■ To-do list ■
**1.** Retype the planking post from "Sumner has clinker-built" up to and including "will have noted.".
**2.** Answer these questions from the planking post:
(a) How wide are the strips that come with the kit?
(b) What size strips did Sumner use for his clinker-built Sherbourne?
(c) What does the post suggest trying first?

From what I've seen, although it might be possible to do with the 4mm strips from the kit, a lot of people use thinner strips of wood for the second planking, whether clinker built or carvel built.

 

Sumner has clinker-built his Sherbourne, which you can see at http://modelshipworld.com/index.php?/topic/661-hmc-sherbourne-by-sumner-caldercraft-scale-164-kitbashed-to-1763-nmm-plans-first-wooden-ship-build/?p=106782. He used 4 x 0.5mm strips. I used wider and thinner strips (bought from Cornwall Model Boats) but didn't clinker build, as you will have noted.

 

I suppose the answer is that you try with the wood from the kit first and see what you think.

■ Material provided ■
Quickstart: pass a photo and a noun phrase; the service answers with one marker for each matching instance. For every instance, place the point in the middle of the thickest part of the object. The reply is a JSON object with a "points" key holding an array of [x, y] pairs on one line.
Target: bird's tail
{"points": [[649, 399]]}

■ Solutions to the tasks ■
**1.**
Sumner has clinker-built his Sherbourne, which you can see at http://modelshipworld.com/index.php?/topic/661-hmc-sherbourne-by-sumner-caldercraft-scale-164-kitbashed-to-1763-nmm-plans-first-wooden-ship-build/?p=106782. He used 4 x 0.5mm strips. I used wider and thinner strips (bought from Cornwall Model Boats) but didn't clinker build, as you will have noted.

**2.**
(a) 4mm.
(b) 4 x 0.5mm strips.
(c) Trying the wood from the kit first to see how it works.